- Exercise
The reply should contain every entry below exactly as written, with no images.

- Data provided
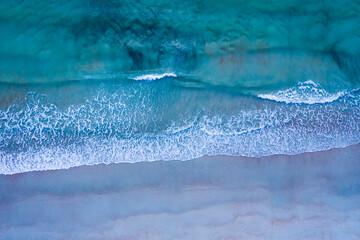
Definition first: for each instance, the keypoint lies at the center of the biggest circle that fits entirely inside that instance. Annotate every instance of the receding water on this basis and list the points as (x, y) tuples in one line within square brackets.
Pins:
[(88, 82)]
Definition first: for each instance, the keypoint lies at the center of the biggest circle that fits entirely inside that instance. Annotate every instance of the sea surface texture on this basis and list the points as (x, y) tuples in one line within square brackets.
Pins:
[(85, 82)]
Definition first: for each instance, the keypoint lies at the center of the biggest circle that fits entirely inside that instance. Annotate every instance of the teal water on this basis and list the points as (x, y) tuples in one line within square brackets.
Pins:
[(88, 82)]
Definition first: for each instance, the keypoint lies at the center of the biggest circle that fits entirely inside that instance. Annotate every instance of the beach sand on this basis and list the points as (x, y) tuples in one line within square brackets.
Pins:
[(306, 196)]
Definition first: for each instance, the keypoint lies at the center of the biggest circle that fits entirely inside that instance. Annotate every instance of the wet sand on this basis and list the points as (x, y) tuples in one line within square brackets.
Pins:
[(306, 196)]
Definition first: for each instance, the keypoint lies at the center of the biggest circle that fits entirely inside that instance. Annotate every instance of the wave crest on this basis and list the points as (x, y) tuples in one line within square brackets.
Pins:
[(307, 92)]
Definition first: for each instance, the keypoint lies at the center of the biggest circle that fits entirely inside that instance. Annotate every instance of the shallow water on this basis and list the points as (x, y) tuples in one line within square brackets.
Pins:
[(87, 82), (307, 196)]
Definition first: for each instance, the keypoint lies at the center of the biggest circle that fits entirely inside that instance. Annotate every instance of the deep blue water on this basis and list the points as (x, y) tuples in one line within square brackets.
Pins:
[(88, 82)]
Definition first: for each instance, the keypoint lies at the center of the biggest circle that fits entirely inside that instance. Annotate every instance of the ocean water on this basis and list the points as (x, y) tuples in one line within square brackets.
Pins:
[(87, 82)]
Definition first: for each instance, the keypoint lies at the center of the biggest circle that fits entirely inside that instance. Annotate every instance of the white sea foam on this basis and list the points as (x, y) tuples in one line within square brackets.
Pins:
[(307, 92), (108, 129), (152, 77)]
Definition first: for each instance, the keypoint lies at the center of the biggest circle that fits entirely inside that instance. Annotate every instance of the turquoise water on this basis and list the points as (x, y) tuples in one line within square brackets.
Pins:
[(88, 82)]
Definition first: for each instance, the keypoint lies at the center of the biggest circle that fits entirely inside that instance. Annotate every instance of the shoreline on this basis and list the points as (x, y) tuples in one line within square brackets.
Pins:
[(305, 196)]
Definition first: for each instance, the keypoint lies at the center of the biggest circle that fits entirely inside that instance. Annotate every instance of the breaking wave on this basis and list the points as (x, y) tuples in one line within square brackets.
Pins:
[(307, 92), (110, 128)]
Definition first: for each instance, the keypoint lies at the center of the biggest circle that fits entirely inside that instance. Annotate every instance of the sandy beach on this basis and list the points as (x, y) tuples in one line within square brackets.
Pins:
[(306, 196)]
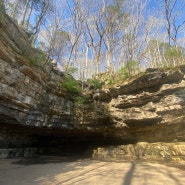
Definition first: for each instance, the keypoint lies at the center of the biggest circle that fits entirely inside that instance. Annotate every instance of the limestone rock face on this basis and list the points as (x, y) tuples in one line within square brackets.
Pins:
[(148, 108), (142, 151), (35, 110)]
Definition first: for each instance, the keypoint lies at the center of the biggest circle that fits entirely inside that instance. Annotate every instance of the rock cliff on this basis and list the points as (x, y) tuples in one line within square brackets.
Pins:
[(37, 112)]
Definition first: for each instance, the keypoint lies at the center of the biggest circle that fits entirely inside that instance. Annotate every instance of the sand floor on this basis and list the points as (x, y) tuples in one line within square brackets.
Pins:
[(62, 171)]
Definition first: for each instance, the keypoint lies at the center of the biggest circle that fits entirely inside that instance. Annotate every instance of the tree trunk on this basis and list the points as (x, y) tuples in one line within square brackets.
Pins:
[(2, 6), (24, 12)]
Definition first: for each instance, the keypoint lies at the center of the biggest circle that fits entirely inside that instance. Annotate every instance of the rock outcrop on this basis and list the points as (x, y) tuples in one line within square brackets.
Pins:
[(142, 151), (37, 112)]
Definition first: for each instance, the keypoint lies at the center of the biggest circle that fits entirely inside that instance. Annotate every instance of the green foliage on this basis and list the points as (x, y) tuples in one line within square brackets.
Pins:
[(129, 69), (71, 70), (96, 83), (71, 85), (80, 101)]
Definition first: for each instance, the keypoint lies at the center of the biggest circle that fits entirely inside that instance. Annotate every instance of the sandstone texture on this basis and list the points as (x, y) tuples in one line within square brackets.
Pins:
[(142, 151), (36, 111)]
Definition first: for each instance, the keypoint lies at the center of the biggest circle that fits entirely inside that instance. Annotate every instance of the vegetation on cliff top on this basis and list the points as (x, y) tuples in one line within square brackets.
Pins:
[(118, 37)]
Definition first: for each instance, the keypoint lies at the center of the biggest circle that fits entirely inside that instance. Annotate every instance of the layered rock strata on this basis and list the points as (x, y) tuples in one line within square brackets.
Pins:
[(36, 111)]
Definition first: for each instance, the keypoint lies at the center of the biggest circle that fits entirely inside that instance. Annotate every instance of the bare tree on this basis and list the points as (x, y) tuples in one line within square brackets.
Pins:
[(173, 10)]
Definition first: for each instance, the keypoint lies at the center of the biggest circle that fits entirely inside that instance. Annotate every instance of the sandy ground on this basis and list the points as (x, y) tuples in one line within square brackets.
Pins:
[(59, 171)]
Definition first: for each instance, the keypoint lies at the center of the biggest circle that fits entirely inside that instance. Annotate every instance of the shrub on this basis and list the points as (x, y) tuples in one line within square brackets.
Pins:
[(71, 85), (96, 83)]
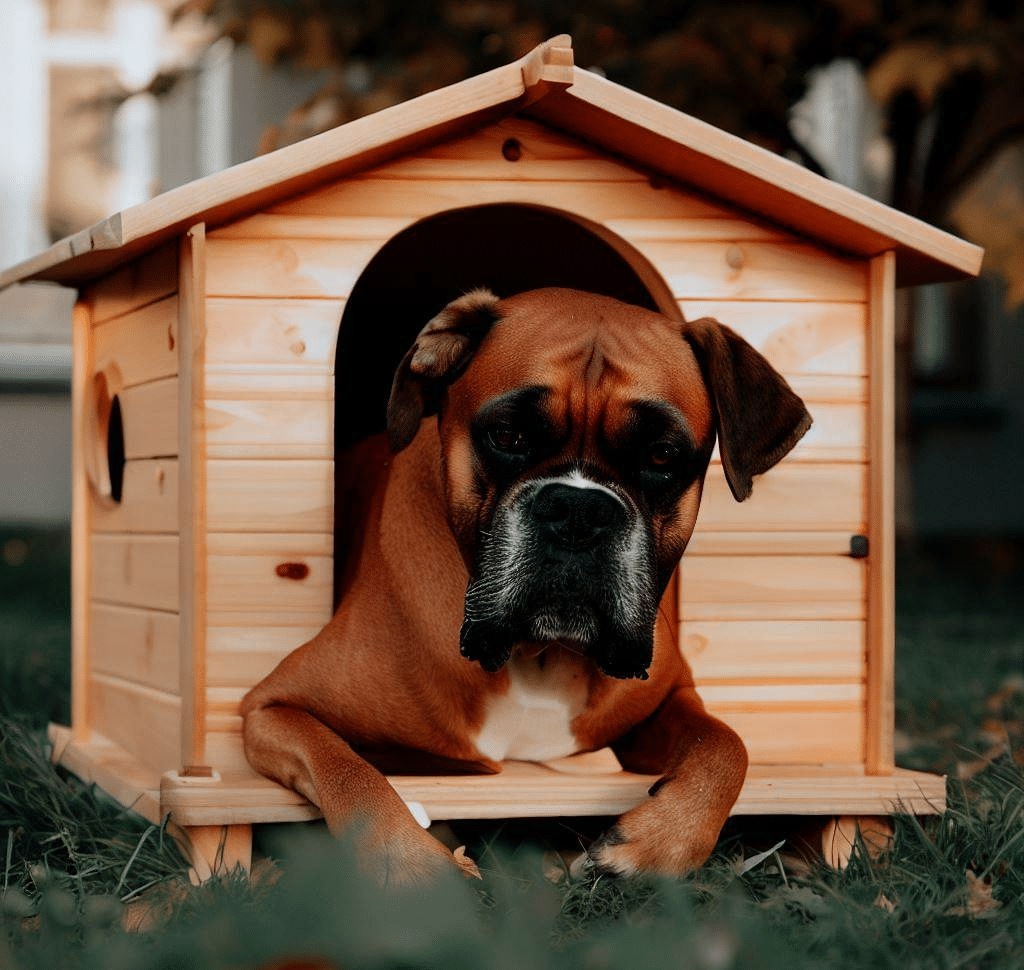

- Written solution
Definition first: for each instance, the keypoint lies at the center of the biggest circle that fits entirely inside that instance. Annotate every instance of the receding water on this basis and list the points as (x, y) tuples in one line within square brackets.
Pins:
[(88, 82)]
Definition first: for each instance, the keypoint lies at the center of the biggest circle that fits entirely inside that instance. Annotate every instance of the sea surface texture on this basis and list the points as (x, y) tuples in one line within square brackets.
Pins:
[(85, 82)]
Definition first: for each instance, the keypoint lies at the center of the biggest circle that fits entirely inside that instance. Annotate every instance of the teal water on this basis and list the points as (x, y) tuples in one line within square brackets.
Pins:
[(88, 82)]
Definition first: for each instance, the keypoint lies at the center of the biggest circle that fits entirely inside that instance. Annotate every instance of the beach sand on this basis and list the points as (x, y) tuples in one line within square brackets.
Pins:
[(306, 196)]
Definition first: for each instance, the keypoint lies at the center of the biggest circle that fits entirely inside that instance. Annotate every instance of the wet sand on this basis and list the points as (x, y) tuples in one line within square brackets.
Pins:
[(306, 196)]
Definition first: for each instance, the keypoint lies at the center of the biggest circle that fits entirely inside that instance. Annotate every instance of the wave crest on this basis and list the points as (x, y) tuples in one line within square brackets.
Pins:
[(307, 92)]
Definition first: for each instance, the keypoint lies at the center of the biggest circle that fits entirely inside that instance. Annotate every instance of the shallow water on this basis and list the points as (x, y) tuples in one line within square brackets.
Pins:
[(87, 82), (307, 196)]
Definition first: for each instance, the keypoint lies at the center of the biggest circle that fits entirely inside that instance. Annotate every instance of the deep blue water on this basis and list the points as (x, y) tuples in one line within square brackets.
Pins:
[(88, 82)]
Definition first: for each instance, the keypoint lies at the center of the biggest circle that fits entirely inside that instance. Annotate every instance of the ocean water on this basis and list the points as (x, y) tuples in one line within square brackets.
Pins:
[(87, 82)]
Definition first: for each instance, the keypoint lies at the center of the biggest circle that fits entirely inside that instance. Annotate every instance of the white sea foam on this basis and list the points as (x, y) tuples in one line within square brackets.
Pins:
[(307, 92), (108, 129), (152, 77)]
Definition first: for each instance, the keypoint lies at the center of the biggest circle that fits entirely inside that instance. Annotate every instance of the turquoise water on this basis and list the points as (x, y) tuples in one line within square brackets.
Pins:
[(88, 82)]
Definition first: for each instance, the keypoint lies at the center of the biggest circle that fits entirely inside that instance. Annotate every instance of the shoreline on this basis and list the points as (x, y) tuples in one line within square brackets.
Pins:
[(305, 196)]
Definition first: for each instance, the keypoint lies at the center of the biggest circle that fits entirely inside that instance. Annotate every instance of the breaking wave on this basis and list the points as (x, y) tuples in one line within square brackets.
Pins:
[(307, 92), (110, 128)]
Definition first: for each instance, the keypoint lies at the center of the biggest circle that fits entirely inside that instance. Annotate every instance of the sandy beach on this basis and list the points as (x, y) tuples in one line within square brackets.
Pins:
[(306, 196)]
Definition first: for each instance, the keypoint lies at the center of the biggest circle that fits entirely inside that instance. Annotate every instance of the limestone rock face on this basis and list the points as (x, y) tuples in one line within square brackets.
Pins:
[(148, 108), (142, 151), (35, 110)]
Definition first: for each instance, the keypoint lies at the center of the biggest circle that fits entirely inside that instance. Annotate every instance of the rock cliff on this basis and list the points as (x, y) tuples in one line within square brackets.
Pins:
[(37, 112)]
Definition first: for each instance, the keypoint lies at the center of the biggest circle that fits entirely inside that instance. Annotate every instance of the sand floor on this basis and list the points as (x, y) tuples in one line within square brackets.
Pins:
[(62, 171)]
Definition first: for each instance, the keypoint lies at the center of the biggest circle that fits entirely inside that instance. Annotate every instance of the tree trunk on this basis and list the points as (x, y) tuples in one line within square brackets.
Pins:
[(2, 6), (24, 12)]
Definition first: for each instance, the keypoint lies at the center of the biggest circle that fits entirely inside that instance. Annotate every instance of the rock outcrop on this basis and list the points as (x, y) tuples in one line within square brackets.
Pins:
[(142, 151), (37, 112)]
Definition first: for each instance, the keypoint lies at the center of the biggest circle that fits entirely inside that instance. Annotate every instance of the green foliage on this basis and list the points as (x, y) tuples in one line within square brackets.
Pins:
[(129, 69), (71, 70), (96, 83), (71, 85), (80, 101)]
Definition first: for each instance, the keypoint lies at the center of the biggest circle that fits entirely inside that instance. Annotate every instance of the sandstone texture on this basis and list the points as (x, y) tuples in one line within square brackets.
Pins:
[(142, 151), (36, 111)]
Definition first: for each instance, the keypoint lies at the center of the biggest circle that fits entirely inside that instance. Annotate every instance of the vegetation on cliff top on this basis and list the points as (x, y) tuples in one line within square brackets.
Pins:
[(118, 37)]
Definition first: for each instance, the keypoint lies at the center of the biggest circle that fits entirely inside that instance. Annotate every instance of the layered rock strata on this basis and list the points as (x, y) tuples in one line within square brackets.
Pins:
[(36, 111)]
Definition first: for each instance, the keypoint lies at the center of the biggest circle that fits entirely inside that instance. Annotate every instance of the bare tree on this basis and list the points as (x, y) tuples in one line within square brackets.
Pins:
[(173, 10)]
Definition first: for each instance, the keypoint lies at the center of the biggest circle that fits entirely inside that instance. Annotate every instance of the sandy ground on this basis and list the points as (x, y) tuples in one line within square brackets.
Pins:
[(59, 171)]
Definition first: for each instance, the keypoint lies at the center of the biggest circle that fits entirely inside that instance. Annotate every instance of the shrub on this basis and list the points as (x, y) tuples in one line within square brackets.
Pins:
[(71, 85), (96, 83)]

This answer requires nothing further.